▶ [Direction]: Pull out every line in the items below that contains the string "thatched", and copy each one in full. Case counts.

▶ [Extracted records]:

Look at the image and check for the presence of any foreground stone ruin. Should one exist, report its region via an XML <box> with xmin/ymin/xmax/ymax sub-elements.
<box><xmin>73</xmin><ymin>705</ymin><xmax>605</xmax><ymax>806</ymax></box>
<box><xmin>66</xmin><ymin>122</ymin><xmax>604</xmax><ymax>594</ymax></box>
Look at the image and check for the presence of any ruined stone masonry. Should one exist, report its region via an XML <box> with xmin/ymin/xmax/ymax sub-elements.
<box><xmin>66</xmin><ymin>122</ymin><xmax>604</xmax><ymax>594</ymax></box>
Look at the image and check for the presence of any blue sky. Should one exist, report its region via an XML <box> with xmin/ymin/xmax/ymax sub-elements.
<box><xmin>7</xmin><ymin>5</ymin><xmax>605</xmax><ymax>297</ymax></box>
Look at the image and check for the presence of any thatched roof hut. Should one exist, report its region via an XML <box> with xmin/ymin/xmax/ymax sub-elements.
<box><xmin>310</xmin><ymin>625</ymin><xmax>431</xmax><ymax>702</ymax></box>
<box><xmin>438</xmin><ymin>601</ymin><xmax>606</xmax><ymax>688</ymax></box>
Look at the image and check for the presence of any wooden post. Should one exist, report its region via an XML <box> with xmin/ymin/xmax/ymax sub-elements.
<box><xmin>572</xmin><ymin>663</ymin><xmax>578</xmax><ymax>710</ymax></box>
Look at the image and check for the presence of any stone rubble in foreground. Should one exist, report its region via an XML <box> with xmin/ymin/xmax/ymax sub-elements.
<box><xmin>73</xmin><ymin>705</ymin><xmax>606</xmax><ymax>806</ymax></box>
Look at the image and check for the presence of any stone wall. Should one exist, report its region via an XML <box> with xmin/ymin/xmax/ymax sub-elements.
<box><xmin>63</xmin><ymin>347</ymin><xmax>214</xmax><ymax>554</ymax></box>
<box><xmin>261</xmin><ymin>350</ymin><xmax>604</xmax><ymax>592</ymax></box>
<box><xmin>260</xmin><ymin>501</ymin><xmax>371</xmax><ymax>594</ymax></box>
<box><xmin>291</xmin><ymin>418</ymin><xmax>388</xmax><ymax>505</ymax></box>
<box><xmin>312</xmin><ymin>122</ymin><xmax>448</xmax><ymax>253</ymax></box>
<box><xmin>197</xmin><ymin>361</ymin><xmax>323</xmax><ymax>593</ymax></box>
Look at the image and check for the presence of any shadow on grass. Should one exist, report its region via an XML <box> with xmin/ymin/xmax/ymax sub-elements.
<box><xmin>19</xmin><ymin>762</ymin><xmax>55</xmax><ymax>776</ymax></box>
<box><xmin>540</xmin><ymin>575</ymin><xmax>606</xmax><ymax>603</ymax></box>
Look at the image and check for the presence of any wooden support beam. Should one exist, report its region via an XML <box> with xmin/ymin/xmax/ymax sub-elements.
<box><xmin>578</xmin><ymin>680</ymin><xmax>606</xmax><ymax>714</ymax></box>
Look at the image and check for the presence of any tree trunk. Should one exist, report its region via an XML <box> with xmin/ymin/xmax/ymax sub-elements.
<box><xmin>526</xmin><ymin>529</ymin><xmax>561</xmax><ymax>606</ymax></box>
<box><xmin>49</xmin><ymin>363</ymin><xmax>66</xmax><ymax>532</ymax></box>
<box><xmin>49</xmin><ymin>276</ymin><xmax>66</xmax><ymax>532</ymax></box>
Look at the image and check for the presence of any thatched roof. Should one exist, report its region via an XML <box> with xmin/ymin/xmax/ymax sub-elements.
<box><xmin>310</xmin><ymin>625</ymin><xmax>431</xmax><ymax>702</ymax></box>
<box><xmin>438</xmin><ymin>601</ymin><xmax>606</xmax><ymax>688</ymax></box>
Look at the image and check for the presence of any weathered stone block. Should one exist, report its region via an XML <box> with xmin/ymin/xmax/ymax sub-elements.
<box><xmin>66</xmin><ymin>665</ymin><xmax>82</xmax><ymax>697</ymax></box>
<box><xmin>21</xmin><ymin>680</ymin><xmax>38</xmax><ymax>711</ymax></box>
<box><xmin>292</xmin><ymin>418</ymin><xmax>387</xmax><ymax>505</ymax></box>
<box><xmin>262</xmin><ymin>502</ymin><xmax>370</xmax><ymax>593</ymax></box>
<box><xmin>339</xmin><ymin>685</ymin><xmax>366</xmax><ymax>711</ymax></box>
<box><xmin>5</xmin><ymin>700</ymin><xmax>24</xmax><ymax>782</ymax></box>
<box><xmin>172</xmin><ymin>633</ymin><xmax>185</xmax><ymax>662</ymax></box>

▶ [The completed task]:
Look at the image and check for the presence of any thatched roof hut. Should one exist, report its region via an XML <box> with xmin/ymin/xmax/ymax sub-elements.
Look at the image and check for the presence of any thatched roof. Should one exist, report its region via an XML <box> with xmin/ymin/xmax/ymax sub-elements.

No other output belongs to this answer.